■ Requirement
Turn the records below into a JSON list of strings with one string per line, skipping blank lines. Leave the pictures out.

Dataset rows showing where objects appear:
┌──

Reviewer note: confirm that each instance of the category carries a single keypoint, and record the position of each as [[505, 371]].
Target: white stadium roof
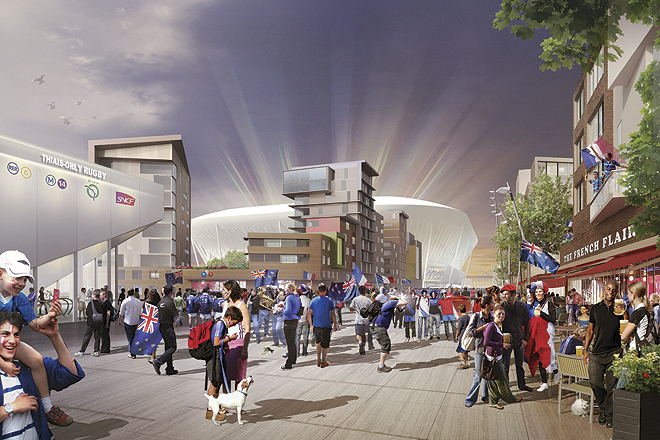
[[446, 233]]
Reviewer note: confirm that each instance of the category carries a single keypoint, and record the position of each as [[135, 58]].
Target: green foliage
[[640, 373], [643, 157], [543, 216], [579, 29], [234, 259]]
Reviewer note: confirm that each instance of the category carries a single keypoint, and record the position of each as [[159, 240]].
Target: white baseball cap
[[16, 264]]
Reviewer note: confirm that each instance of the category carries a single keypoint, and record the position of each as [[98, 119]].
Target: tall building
[[604, 247], [161, 159], [395, 245], [325, 195]]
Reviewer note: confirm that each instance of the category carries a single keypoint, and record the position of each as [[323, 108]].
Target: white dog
[[234, 400], [580, 408]]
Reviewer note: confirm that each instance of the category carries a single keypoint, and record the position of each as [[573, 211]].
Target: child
[[583, 319], [463, 320], [220, 339], [14, 273]]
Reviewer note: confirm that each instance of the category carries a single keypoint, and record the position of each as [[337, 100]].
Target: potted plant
[[637, 403]]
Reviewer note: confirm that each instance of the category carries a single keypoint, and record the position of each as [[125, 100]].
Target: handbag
[[468, 339], [488, 371]]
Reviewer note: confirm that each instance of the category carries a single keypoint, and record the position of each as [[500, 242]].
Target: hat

└──

■ Problem solution
[
  "Reviewer note: confirm that each instance of the category carries a single keypoint, and record the position of each as [[505, 371]].",
  "Target: white stadium roof",
  "[[446, 233]]",
  "Reviewer note: confirm that each instance of the category carries a single keypoint, and record the position of each as [[135, 58]].",
  "Target: green foliage",
  "[[640, 373], [643, 157], [543, 216], [579, 29], [234, 259]]",
  "Reviewer note: confirm that each instance of the category carries a single keypoint, and record the position of each as [[159, 240]].",
  "Target: white baseball cap",
  "[[16, 264]]",
  "Reviewer note: confirm that each instance of the category carries a single keypoint, and record the position of each as [[98, 119]].",
  "Target: tall building",
  "[[604, 247], [161, 159], [395, 245], [325, 195]]",
  "Reviewer note: confirm that each instance of the category carries a single keypoint, and record the position of each as [[323, 108]].",
  "Target: white dog",
  "[[234, 400], [580, 408]]",
  "Reviewer note: confirm that each instance of the category carries a single keypoint, and record the position of each as [[573, 211]].",
  "Target: child",
  "[[583, 319], [463, 320], [220, 339], [14, 273]]",
  "Reviewer note: confirm that each instance of the category carries a single keypoint, and record the position of each as [[337, 100]].",
  "Target: potted plant",
  "[[637, 403]]",
  "Reviewer note: confirm that each instance of the category carries a single keypoint, and record the position of each as [[125, 100]].",
  "Target: handbag",
  "[[468, 339], [488, 371]]",
  "Reviewer note: confirm that each instance of the category carries a single keypoint, and record the position of each as [[500, 242]].",
  "Target: hat"
]